Sağlık Çalışanlarına Yönelik Şiddet Hızını Azaltmıyor!
Son günlerde her yerde şiddet haberleri görüyoruz. Kadına şiddet, çocuğa şiddet, kediye şiddet vb. Sonuç olarak toplumumuzda insana ve hayvana şiddet giderek artıyor.
Ne yazık ki şiddet, tüm ulusların yaşamında var olan, çağımızın en kontrol dışı sosyal olgularından biri.
Dergimizin yayın konsepti gereği sağlık çalışanlarına yönelik şiddet önceliğimiz olacak. Bir sağlık çalışanı olarak arkadaşlarımın uğradığı şiddet canımı acıtırken bu konuda yayınları, raporları ve yapılan çalışmaları da bir taraftan takip etmeye çalışıyorum.
Görülüyor ki sağlık hizmetlerinde şiddet her geçen gün artmakta, sağlık çalışanları hasta veya hasta yakınlarının şiddetine maruz kalmakta, fiziksel ve psikolojik zarar görmektedirler.
Pandemi sürecinde özveri ile hizmet sunan sağlık çalışanları hem Covid-19 riski, hem de şiddete maruz kalma riski altında hizmet sunmaktadır. Covid 19 nedeniyle kayıp vermenin yanı sıra uygulanan şiddet sonucu da can kayıpları olmaktadır.
Bu durumda sağlık çalışanlarının güvenliğini kim sağlayacak?
Bu sorunun cevabı çok açık; sağlık çalışanlarının güvenli ortamlarda çalışması mevcut yasa düzenleyicilerinin ve sağlık kurumlarının sorumluluğudur.
Oysa ocak ayında Sağlık ve Sosyal Hizmet Çalışanları Sendikası (Sağlık-Sen) tarafından yayınlanan rapor sağlıkta şiddet konusunda hiç de güzel bir tablo sunmuyor.

Çıkarılan Kayıtlar>
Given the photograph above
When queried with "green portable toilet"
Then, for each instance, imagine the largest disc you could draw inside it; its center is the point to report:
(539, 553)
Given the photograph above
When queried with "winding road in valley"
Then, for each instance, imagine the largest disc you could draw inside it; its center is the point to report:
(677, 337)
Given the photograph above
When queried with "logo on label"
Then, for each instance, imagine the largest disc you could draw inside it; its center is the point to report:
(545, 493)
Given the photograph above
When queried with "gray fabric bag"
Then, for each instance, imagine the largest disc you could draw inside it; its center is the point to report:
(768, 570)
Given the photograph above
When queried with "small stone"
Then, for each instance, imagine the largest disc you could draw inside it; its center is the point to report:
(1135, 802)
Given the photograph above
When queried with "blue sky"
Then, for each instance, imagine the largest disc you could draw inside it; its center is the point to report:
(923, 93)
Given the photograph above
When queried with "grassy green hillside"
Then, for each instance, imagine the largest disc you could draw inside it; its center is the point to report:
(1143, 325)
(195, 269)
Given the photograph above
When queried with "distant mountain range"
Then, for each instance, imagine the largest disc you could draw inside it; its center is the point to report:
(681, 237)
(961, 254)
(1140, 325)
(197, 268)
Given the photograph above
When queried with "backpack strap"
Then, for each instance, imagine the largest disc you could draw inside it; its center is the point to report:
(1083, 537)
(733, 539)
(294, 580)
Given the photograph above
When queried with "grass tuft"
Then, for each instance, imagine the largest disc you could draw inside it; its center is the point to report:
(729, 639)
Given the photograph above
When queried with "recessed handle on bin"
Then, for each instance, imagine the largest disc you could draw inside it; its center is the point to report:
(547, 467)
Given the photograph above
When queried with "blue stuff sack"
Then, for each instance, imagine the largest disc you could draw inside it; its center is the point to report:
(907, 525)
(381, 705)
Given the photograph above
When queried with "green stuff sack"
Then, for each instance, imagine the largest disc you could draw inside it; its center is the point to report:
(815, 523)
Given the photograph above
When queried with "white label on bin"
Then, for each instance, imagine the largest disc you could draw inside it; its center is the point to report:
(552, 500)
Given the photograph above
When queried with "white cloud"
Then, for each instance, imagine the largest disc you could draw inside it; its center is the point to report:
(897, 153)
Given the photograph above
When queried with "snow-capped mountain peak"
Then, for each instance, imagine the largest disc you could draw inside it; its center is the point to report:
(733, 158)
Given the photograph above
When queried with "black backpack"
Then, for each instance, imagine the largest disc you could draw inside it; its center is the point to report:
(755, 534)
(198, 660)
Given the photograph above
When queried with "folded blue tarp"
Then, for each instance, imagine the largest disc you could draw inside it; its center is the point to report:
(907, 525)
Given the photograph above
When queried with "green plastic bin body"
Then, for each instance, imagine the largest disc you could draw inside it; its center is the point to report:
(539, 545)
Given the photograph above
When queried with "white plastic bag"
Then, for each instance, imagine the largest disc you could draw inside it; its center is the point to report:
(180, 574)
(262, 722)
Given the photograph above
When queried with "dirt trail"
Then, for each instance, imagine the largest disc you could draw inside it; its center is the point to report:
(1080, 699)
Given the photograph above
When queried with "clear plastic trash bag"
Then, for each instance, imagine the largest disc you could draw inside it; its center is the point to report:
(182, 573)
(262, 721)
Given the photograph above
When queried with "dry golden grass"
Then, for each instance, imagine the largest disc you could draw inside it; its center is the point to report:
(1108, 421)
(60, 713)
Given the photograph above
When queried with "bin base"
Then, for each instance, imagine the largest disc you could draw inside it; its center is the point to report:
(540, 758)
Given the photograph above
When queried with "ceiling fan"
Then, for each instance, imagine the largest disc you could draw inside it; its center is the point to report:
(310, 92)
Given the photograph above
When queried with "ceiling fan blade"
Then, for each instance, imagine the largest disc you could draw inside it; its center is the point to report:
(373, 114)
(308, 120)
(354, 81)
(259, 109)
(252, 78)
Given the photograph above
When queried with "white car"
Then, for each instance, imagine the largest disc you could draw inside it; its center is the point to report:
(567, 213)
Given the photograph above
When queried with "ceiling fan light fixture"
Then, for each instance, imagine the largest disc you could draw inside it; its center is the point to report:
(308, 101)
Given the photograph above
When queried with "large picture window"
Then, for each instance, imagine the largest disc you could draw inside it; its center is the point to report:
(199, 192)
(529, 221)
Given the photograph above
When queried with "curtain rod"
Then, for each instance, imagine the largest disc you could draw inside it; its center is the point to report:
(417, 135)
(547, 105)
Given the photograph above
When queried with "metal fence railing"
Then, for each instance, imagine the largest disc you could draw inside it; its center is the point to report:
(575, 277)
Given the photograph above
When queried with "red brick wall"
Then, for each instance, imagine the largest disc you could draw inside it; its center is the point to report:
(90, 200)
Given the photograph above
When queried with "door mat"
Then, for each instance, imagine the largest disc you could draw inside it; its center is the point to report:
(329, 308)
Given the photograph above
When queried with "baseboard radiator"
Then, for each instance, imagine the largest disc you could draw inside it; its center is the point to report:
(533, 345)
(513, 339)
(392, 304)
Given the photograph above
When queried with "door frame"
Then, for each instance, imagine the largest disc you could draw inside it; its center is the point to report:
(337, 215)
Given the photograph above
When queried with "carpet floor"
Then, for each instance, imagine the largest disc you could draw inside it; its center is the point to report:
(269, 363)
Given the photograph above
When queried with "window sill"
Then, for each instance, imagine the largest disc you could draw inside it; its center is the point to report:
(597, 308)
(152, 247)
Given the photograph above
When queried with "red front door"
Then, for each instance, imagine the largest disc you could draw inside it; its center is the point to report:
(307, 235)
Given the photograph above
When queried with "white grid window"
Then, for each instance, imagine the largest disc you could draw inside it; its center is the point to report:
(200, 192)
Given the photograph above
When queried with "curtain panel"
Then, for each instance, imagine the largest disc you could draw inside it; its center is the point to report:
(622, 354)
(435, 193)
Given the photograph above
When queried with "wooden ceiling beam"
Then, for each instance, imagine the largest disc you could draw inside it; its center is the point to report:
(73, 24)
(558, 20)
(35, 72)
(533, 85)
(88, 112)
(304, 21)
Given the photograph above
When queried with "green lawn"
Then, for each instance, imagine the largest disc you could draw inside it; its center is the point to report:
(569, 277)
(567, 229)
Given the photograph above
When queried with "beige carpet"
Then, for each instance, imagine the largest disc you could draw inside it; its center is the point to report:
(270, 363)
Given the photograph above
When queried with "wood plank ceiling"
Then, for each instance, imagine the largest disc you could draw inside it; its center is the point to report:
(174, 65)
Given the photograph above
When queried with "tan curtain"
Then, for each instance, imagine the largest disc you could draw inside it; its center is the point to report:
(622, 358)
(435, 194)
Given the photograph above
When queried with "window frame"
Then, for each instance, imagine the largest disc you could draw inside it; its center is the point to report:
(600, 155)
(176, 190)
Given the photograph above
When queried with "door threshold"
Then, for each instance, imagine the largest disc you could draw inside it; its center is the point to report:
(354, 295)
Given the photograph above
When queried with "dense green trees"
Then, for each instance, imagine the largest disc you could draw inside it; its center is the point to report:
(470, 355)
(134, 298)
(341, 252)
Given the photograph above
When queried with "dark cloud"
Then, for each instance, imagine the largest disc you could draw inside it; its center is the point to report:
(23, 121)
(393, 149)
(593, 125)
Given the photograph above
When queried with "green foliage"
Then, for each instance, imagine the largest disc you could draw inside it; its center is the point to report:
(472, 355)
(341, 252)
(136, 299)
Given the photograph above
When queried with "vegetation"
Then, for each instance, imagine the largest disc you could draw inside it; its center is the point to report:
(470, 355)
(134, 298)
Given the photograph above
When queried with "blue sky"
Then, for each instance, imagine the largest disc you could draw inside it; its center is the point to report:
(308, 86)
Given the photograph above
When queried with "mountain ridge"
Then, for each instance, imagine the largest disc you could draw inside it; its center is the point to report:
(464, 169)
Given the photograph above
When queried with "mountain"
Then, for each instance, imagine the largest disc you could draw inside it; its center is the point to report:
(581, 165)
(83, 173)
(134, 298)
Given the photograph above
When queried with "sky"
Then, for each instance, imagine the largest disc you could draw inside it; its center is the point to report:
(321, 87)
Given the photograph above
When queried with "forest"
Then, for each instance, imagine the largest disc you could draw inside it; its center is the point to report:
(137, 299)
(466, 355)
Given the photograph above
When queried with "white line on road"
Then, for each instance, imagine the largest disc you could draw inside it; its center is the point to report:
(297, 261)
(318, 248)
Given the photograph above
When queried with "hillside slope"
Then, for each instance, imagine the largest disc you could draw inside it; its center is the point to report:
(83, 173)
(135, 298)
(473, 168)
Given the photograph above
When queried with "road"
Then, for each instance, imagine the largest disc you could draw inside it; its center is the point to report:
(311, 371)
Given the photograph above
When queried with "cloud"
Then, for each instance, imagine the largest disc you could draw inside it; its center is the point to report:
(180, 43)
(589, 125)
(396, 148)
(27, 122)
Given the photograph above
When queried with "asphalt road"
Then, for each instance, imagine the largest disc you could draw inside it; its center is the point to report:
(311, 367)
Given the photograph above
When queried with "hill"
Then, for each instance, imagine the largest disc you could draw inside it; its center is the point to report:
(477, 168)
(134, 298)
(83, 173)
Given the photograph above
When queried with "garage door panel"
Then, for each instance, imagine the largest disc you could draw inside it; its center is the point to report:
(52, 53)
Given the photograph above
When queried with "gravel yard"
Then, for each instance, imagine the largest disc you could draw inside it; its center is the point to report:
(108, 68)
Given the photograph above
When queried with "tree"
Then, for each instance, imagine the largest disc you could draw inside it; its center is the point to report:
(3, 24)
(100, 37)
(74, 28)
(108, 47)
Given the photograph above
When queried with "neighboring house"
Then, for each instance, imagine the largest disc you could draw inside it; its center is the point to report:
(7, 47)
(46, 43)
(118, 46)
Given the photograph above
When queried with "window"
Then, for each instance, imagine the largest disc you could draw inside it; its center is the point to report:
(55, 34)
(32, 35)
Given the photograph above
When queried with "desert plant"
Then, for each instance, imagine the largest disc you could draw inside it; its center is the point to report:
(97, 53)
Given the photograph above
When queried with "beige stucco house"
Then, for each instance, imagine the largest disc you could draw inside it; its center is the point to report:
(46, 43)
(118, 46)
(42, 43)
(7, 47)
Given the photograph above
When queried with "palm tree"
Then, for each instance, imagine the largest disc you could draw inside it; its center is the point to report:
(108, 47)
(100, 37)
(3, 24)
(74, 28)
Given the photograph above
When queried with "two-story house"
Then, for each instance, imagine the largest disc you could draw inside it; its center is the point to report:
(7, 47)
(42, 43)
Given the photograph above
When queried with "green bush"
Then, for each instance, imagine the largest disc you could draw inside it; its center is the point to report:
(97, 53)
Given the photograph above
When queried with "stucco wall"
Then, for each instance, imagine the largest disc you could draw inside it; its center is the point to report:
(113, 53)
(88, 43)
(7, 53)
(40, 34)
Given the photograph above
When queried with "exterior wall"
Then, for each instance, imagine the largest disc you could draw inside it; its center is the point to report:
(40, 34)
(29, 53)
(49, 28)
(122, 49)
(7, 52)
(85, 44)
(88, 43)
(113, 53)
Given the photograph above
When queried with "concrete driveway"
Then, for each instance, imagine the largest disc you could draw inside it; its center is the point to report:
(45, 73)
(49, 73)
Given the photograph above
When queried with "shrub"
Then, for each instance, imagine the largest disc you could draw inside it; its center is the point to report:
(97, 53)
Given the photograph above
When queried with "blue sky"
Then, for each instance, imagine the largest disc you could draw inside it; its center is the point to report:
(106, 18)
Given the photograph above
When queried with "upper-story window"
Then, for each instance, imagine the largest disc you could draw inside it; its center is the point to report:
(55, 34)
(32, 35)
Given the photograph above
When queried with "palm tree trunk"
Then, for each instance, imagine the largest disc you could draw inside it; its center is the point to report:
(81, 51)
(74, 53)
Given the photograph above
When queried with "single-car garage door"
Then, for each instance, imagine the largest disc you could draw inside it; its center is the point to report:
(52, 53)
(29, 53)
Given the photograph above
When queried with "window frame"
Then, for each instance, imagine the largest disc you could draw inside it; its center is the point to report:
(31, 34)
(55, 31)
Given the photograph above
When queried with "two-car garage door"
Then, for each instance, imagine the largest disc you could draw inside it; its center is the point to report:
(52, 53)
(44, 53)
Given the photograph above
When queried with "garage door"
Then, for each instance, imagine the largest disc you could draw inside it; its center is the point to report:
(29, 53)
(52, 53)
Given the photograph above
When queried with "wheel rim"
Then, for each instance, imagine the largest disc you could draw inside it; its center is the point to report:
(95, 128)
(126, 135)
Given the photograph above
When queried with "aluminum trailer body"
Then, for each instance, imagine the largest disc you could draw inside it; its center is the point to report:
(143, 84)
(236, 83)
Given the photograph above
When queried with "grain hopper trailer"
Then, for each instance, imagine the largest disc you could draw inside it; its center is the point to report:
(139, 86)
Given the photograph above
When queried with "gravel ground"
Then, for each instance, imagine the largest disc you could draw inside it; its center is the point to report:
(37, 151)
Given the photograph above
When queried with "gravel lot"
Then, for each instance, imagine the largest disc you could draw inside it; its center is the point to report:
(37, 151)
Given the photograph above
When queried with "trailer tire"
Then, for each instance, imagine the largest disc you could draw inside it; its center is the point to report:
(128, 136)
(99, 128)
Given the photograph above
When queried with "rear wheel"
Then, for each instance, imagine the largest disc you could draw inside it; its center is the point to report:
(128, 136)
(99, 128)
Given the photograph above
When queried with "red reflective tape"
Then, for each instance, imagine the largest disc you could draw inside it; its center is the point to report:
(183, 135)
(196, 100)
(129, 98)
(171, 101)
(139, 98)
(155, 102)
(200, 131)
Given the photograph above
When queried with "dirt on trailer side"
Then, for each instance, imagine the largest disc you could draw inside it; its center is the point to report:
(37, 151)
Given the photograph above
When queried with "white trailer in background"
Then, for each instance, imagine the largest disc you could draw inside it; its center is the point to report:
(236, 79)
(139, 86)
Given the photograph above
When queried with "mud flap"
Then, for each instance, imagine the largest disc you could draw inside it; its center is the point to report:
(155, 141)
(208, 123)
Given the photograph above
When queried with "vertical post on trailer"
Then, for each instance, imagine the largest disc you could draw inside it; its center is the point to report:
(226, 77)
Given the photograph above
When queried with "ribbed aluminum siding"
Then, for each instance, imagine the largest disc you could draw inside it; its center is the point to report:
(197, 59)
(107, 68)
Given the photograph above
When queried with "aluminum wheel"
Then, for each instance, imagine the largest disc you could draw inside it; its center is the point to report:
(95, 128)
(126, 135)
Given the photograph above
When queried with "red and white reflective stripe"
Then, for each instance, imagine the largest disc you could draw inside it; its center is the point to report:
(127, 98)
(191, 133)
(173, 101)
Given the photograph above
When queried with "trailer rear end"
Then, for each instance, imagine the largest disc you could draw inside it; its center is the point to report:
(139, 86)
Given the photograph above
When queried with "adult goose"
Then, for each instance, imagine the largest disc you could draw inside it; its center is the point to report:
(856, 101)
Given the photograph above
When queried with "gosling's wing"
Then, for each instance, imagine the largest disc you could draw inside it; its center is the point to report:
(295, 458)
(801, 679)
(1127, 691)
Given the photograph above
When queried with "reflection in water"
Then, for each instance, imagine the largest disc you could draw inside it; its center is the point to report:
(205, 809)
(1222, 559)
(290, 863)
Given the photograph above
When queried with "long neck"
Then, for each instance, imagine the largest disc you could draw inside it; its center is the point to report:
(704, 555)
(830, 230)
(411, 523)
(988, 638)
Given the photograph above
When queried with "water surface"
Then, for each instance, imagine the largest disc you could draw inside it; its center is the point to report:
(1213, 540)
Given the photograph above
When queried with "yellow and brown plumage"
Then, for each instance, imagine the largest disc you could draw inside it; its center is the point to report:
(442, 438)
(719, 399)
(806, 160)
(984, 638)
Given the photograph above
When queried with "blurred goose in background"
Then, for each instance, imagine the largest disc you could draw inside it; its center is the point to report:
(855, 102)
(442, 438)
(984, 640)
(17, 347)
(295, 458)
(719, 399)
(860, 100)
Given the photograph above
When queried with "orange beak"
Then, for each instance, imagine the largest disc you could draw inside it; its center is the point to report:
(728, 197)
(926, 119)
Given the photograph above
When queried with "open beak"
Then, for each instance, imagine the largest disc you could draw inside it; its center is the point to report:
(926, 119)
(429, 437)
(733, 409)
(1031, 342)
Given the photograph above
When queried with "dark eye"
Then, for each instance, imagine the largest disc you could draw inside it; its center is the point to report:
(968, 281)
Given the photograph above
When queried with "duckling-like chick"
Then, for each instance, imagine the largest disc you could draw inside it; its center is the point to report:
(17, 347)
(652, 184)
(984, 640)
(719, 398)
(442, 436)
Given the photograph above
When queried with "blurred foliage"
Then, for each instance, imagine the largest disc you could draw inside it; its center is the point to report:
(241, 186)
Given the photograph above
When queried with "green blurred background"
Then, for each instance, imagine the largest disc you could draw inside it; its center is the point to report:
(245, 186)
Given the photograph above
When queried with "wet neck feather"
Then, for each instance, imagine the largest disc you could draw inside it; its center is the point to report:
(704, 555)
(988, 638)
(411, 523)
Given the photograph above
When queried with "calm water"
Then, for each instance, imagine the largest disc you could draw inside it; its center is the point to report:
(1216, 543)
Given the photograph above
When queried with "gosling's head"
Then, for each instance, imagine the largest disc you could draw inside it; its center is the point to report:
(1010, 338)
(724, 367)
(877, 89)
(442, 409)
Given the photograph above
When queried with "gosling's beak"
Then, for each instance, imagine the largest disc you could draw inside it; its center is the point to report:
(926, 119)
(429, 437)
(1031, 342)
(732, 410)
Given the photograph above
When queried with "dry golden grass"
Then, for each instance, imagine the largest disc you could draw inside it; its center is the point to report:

Sorular>
a – Sağlık çalışanlarına yönelik şiddet konulu metinde "Görülüyor ki sağlık" sözcüklerinden başlayıp aşağıya doğru "bir tablo sunmuyor." sözcüklerine kadar uzanan bölümün tamamını hiç değiştirmeden yazın.
b – Sağlık çalışanlarına yönelik şiddeti anlatan metni kaldığı yerden sürdürün.

Görevlere Göre Sonuçlar>
a –
Görülüyor ki sağlık hizmetlerinde şiddet her geçen gün artmakta, sağlık çalışanları hasta veya hasta yakınlarının şiddetine maruz kalmakta, fiziksel ve psikolojik zarar görmektedirler.
Pandemi sürecinde özveri ile hizmet sunan sağlık çalışanları hem Covid-19 riski, hem de şiddete maruz kalma riski altında hizmet sunmaktadır. Covid 19 nedeniyle kayıp vermenin yanı sıra uygulanan şiddet sonucu da can kayıpları olmaktadır.
Bu durumda sağlık çalışanlarının güvenliğini kim sağlayacak?
Bu sorunun cevabı çok açık; sağlık çalışanlarının güvenli ortamlarda çalışması mevcut yasa düzenleyicilerinin ve sağlık kurumlarının sorumluluğudur.
Oysa ocak ayında Sağlık ve Sosyal Hizmet Çalışanları Sendikası (Sağlık-Sen) tarafından yayınlanan rapor sağlıkta şiddet konusunda hiç de güzel bir tablo sunmuyor.

b –
Covid-19’un Omicron varyantı sebebiyle vaka sayılarının ve hastanelerdeki yoğunluğun arttığı ocak ayında da sağlık çalışanlarına şiddetin hızını kesmediği görülüyor. Sağlık ve Sosyal Hizmet Çalışanları Sendikası (Sağlık-Sen) tarafından hazırlanan bu rapora göre ocak ayında 68 saldırganın neden olduğu 30 şiddet olayında, 57 sağlık çalışanı mağduriyet yaşamış.
Şiddet olaylarının yaşandığı yerlerde hastaneler en başta gelmektedir. Şiddet olaylarının 20’si hastanelerde gerçekleşirken, 5 olay aile sağlığı merkezlerinde, 5 olay ise saha çalışmaları esnasında meydana gelmiş.
Ocak ayında şiddet olaylarına sebep olan 68 saldırganın 25’i hakkında işlem yapılmaması ise ayrıca dikkat çekicidir.
Gözaltına alınan 11 saldırgan serbest bırakılmış, 14 saldırgan hakkında ise soruşturma başlatılmıştır.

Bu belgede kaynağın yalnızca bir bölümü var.